◆ AIM OF THE EXERCISE: Your answer must consist of the records exactly as given, with no pictures included.

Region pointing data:

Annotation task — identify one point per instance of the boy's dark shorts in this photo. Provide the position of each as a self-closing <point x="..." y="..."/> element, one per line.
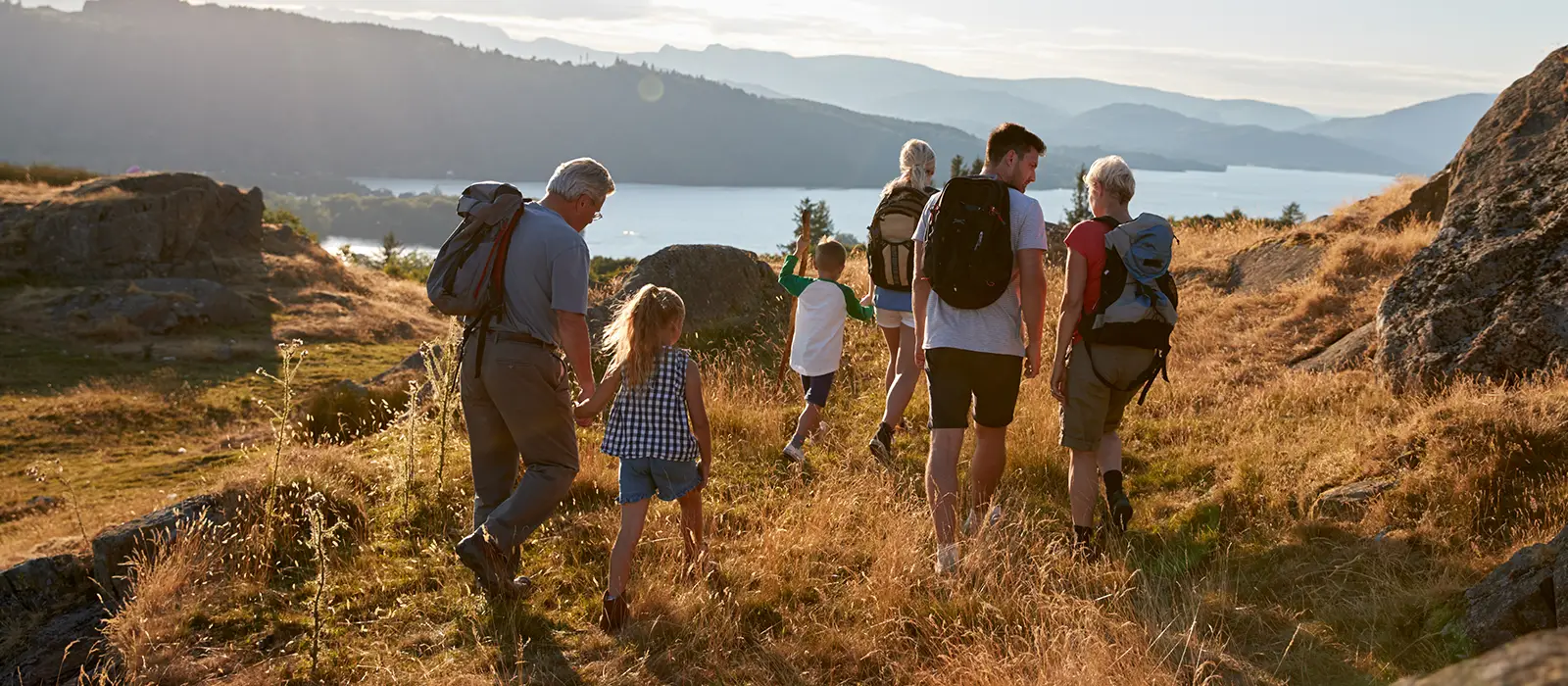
<point x="990" y="379"/>
<point x="817" y="387"/>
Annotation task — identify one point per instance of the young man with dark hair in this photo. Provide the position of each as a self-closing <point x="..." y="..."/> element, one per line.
<point x="977" y="358"/>
<point x="820" y="309"/>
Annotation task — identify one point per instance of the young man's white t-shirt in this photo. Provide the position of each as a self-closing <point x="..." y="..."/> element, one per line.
<point x="1000" y="326"/>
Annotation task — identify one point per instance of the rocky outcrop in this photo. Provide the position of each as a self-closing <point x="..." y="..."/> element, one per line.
<point x="729" y="293"/>
<point x="1348" y="353"/>
<point x="1275" y="262"/>
<point x="1490" y="296"/>
<point x="135" y="227"/>
<point x="1526" y="594"/>
<point x="117" y="547"/>
<point x="1536" y="660"/>
<point x="1426" y="202"/>
<point x="157" y="306"/>
<point x="1350" y="500"/>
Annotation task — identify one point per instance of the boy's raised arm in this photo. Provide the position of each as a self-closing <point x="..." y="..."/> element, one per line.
<point x="792" y="282"/>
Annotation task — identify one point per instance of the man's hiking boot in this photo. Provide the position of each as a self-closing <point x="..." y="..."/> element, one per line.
<point x="882" y="444"/>
<point x="796" y="453"/>
<point x="972" y="525"/>
<point x="1120" y="510"/>
<point x="616" y="612"/>
<point x="490" y="565"/>
<point x="946" y="560"/>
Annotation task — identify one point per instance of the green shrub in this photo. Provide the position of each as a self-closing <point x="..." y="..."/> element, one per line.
<point x="292" y="221"/>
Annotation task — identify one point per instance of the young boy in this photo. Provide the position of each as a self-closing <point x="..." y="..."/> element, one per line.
<point x="820" y="309"/>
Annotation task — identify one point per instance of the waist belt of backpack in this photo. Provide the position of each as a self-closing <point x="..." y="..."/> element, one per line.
<point x="1145" y="379"/>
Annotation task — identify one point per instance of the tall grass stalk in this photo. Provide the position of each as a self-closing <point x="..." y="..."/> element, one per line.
<point x="52" y="470"/>
<point x="441" y="368"/>
<point x="290" y="356"/>
<point x="412" y="445"/>
<point x="320" y="537"/>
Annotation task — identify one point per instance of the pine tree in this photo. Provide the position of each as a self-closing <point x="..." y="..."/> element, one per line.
<point x="1079" y="210"/>
<point x="820" y="222"/>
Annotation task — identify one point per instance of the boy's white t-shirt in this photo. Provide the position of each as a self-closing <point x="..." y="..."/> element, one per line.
<point x="819" y="329"/>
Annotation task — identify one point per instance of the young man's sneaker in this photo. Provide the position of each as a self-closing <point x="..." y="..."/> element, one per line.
<point x="796" y="453"/>
<point x="490" y="565"/>
<point x="946" y="560"/>
<point x="972" y="521"/>
<point x="1120" y="510"/>
<point x="882" y="444"/>
<point x="616" y="612"/>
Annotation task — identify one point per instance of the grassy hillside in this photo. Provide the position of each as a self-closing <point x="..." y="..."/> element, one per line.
<point x="825" y="576"/>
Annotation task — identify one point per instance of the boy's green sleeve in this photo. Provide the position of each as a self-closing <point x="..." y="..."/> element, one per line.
<point x="855" y="309"/>
<point x="794" y="284"/>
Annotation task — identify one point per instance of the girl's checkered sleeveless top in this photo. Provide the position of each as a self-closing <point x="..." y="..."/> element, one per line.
<point x="650" y="420"/>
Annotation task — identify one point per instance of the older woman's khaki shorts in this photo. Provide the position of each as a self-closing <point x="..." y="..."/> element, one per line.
<point x="1095" y="409"/>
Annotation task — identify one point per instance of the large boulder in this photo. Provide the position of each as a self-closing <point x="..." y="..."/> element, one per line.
<point x="1526" y="594"/>
<point x="1490" y="296"/>
<point x="1536" y="660"/>
<point x="133" y="227"/>
<point x="729" y="293"/>
<point x="1426" y="202"/>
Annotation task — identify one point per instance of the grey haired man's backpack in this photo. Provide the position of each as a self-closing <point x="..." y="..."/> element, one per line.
<point x="1137" y="295"/>
<point x="467" y="277"/>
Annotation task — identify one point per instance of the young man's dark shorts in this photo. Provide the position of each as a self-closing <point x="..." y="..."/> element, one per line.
<point x="958" y="376"/>
<point x="817" y="387"/>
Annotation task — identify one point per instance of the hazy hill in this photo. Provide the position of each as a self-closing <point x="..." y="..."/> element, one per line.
<point x="245" y="91"/>
<point x="1427" y="133"/>
<point x="1162" y="132"/>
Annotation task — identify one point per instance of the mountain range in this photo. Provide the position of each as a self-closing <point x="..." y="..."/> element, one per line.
<point x="258" y="94"/>
<point x="1418" y="140"/>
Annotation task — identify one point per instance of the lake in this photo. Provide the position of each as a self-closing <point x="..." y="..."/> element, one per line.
<point x="642" y="218"/>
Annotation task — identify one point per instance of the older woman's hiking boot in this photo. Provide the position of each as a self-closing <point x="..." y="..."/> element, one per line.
<point x="882" y="444"/>
<point x="616" y="612"/>
<point x="491" y="565"/>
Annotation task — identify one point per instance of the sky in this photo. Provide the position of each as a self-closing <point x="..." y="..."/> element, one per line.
<point x="1332" y="57"/>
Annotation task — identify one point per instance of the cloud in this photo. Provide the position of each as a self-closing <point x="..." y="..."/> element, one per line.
<point x="530" y="8"/>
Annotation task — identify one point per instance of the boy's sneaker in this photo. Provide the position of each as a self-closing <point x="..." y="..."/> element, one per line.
<point x="616" y="612"/>
<point x="1120" y="510"/>
<point x="972" y="521"/>
<point x="882" y="444"/>
<point x="946" y="560"/>
<point x="796" y="453"/>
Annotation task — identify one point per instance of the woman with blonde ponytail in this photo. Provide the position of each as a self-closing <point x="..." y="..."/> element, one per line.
<point x="891" y="261"/>
<point x="658" y="428"/>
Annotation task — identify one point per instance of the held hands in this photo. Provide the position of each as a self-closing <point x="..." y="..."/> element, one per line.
<point x="1058" y="381"/>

◆ RESULT OF THE EXERCISE:
Annotation task — identify one point per instance of the boy's dark shorts in this photo. Provide the position of each as a self-closing <point x="..." y="..."/> element, one per line.
<point x="990" y="379"/>
<point x="817" y="387"/>
Annotation task — identify one point per instance of the young man with dark hair in this photo. Provide the position of each as a self-closing <point x="..." y="..."/> element, one per line.
<point x="977" y="358"/>
<point x="820" y="309"/>
Annotation task — identify one point per instance of the young man's white t-shirt in this photo. Provide the position of each as a self-closing <point x="..." y="..."/> element, one per line.
<point x="1000" y="326"/>
Annotation task — identify one point per instance of the rocky outcrop in this photo. Provide the position of each as a self-closing <point x="..." y="..."/> element, one per line.
<point x="729" y="293"/>
<point x="1348" y="353"/>
<point x="1275" y="262"/>
<point x="1490" y="296"/>
<point x="135" y="227"/>
<point x="1526" y="594"/>
<point x="117" y="547"/>
<point x="1536" y="660"/>
<point x="1426" y="202"/>
<point x="157" y="306"/>
<point x="1350" y="500"/>
Annotation task — identify one point per instance of the boy's raised arm in this photo. Provide the position of each as a self-closing <point x="..." y="..."/> element, one per line.
<point x="792" y="282"/>
Annotation task — identify one point per instance of the man's hiking boot in this photo. Provide the position of each as a self-closing <point x="..." y="..."/> element, one per line.
<point x="882" y="444"/>
<point x="796" y="453"/>
<point x="972" y="525"/>
<point x="1120" y="510"/>
<point x="616" y="612"/>
<point x="490" y="565"/>
<point x="946" y="560"/>
Annotation task — identify one point per instance of the green shrub in this photo. Provide the position of each as a self-closing <point x="..." y="..."/> element, one per line.
<point x="292" y="221"/>
Annotation task — identify one point per instance of the young boy in this photo. Provide the position of each as a self-closing <point x="..." y="..."/> element, one per line.
<point x="820" y="309"/>
Annotation task — identify one point per instance of the waist belt of backpack in this photo. Provide the position of each as a self-closing <point x="..." y="..."/> element, one per line.
<point x="1145" y="379"/>
Annotation task — identify one point per instance of the tall grass stalk in this photo. Provide the position of each as a self-closing <point x="..." y="..."/> element, one per line.
<point x="52" y="470"/>
<point x="441" y="368"/>
<point x="290" y="356"/>
<point x="412" y="445"/>
<point x="320" y="537"/>
Annotation task — identify one point per instance of the pine tree in this photo. Provide the position of each as a self-closing <point x="..." y="..."/> element, one per line.
<point x="1079" y="210"/>
<point x="820" y="222"/>
Annotation task — identify one point per instance of the boy's white t-shirt in this photo. Provide the position of each as a self-closing <point x="..." y="..."/> element, one per line.
<point x="819" y="329"/>
Annotation task — identify one point per instance of the young man's sneaker in this photo. Provide the position of each as a self-closing <point x="..." y="..."/> element, one per line.
<point x="796" y="453"/>
<point x="490" y="565"/>
<point x="946" y="560"/>
<point x="972" y="521"/>
<point x="1120" y="510"/>
<point x="882" y="444"/>
<point x="616" y="612"/>
Annotation task — identify one point per instance of the grassy hillside in this photo. Provide the position of each as a self-closing <point x="..." y="..."/> element, one per line.
<point x="825" y="576"/>
Annotation task — identify one point per instance of the boy's green sleeve in this photo. Provide the position of each as a self-closing <point x="..." y="..."/> element, one per line.
<point x="855" y="309"/>
<point x="794" y="284"/>
Annotation task — identify one point per instance of the girl's checkered sleeveless top in this photo. Provide the position of each as a self-closing <point x="..." y="..."/> element, one per line.
<point x="650" y="420"/>
Annotation task — identify one point per instance of the older woman's khaki shorts in this photo. Provide the position of each as a self-closing <point x="..." y="..."/> element, one per line.
<point x="1095" y="409"/>
Annotation task — identify one point per instance of the large boulder in this photo. Provide the position of each as a self-closing <point x="..." y="..."/> element, one per line.
<point x="1526" y="594"/>
<point x="1490" y="296"/>
<point x="1536" y="660"/>
<point x="133" y="227"/>
<point x="729" y="293"/>
<point x="1426" y="202"/>
Annotation task — identify one point per instance of the grey haired man's backpack in this photo. Provide the position of each as a self-closing <point x="..." y="..."/> element, one per line.
<point x="1137" y="295"/>
<point x="467" y="277"/>
Annotation task — identify one point per instance of the young man's dark shorts in this photo. Provide the position of each as a self-closing <point x="..." y="..."/> element, one per line.
<point x="958" y="376"/>
<point x="817" y="387"/>
Annotation task — identify one point per instance of the hazy hill in this photo. Provide the position of each as a self-closing <point x="..." y="..."/> element, one per line.
<point x="245" y="91"/>
<point x="1427" y="133"/>
<point x="1162" y="132"/>
Annotation task — identify one point per instance of the mountain range in this photo. Provide the position of each as a self-closing <point x="..." y="..."/> element, one per line.
<point x="258" y="94"/>
<point x="1418" y="140"/>
Annotation task — identify one point per instance of the lake in this photo. Provide the position of each as a self-closing <point x="..." y="..."/> element, one per line.
<point x="642" y="218"/>
Annotation task — identify one point per instance of the older woman's hiking boot in this photo. Provide the position of each as a self-closing <point x="..." y="..."/> element, one per line.
<point x="882" y="444"/>
<point x="616" y="612"/>
<point x="491" y="565"/>
Annotation task — identify one point per instance of the sky in this photo. Provide the position of each as a self-closing <point x="..." y="..."/> element, one per line.
<point x="1332" y="57"/>
Annotation task — identify one point per instance of the cloud in this photo. Provide the position of each as a self-closing <point x="..." y="..."/> element, one per line.
<point x="530" y="8"/>
Annotation task — identify one point per instance of the boy's sneaker in this photo. Provide the position of each as a self-closing <point x="..." y="..."/> element, one per line.
<point x="616" y="612"/>
<point x="1120" y="510"/>
<point x="972" y="521"/>
<point x="882" y="444"/>
<point x="946" y="560"/>
<point x="796" y="453"/>
Annotation task — identify one point per instance of the woman with blonde ponytail in this photo. Provide the position of each as a self-closing <point x="..." y="..."/> element, one per line.
<point x="891" y="261"/>
<point x="658" y="428"/>
Annotation task — identify one point per instance of the held hands in this photo. Provide the position of each as a self-closing <point x="..." y="..."/> element, one per line.
<point x="1058" y="381"/>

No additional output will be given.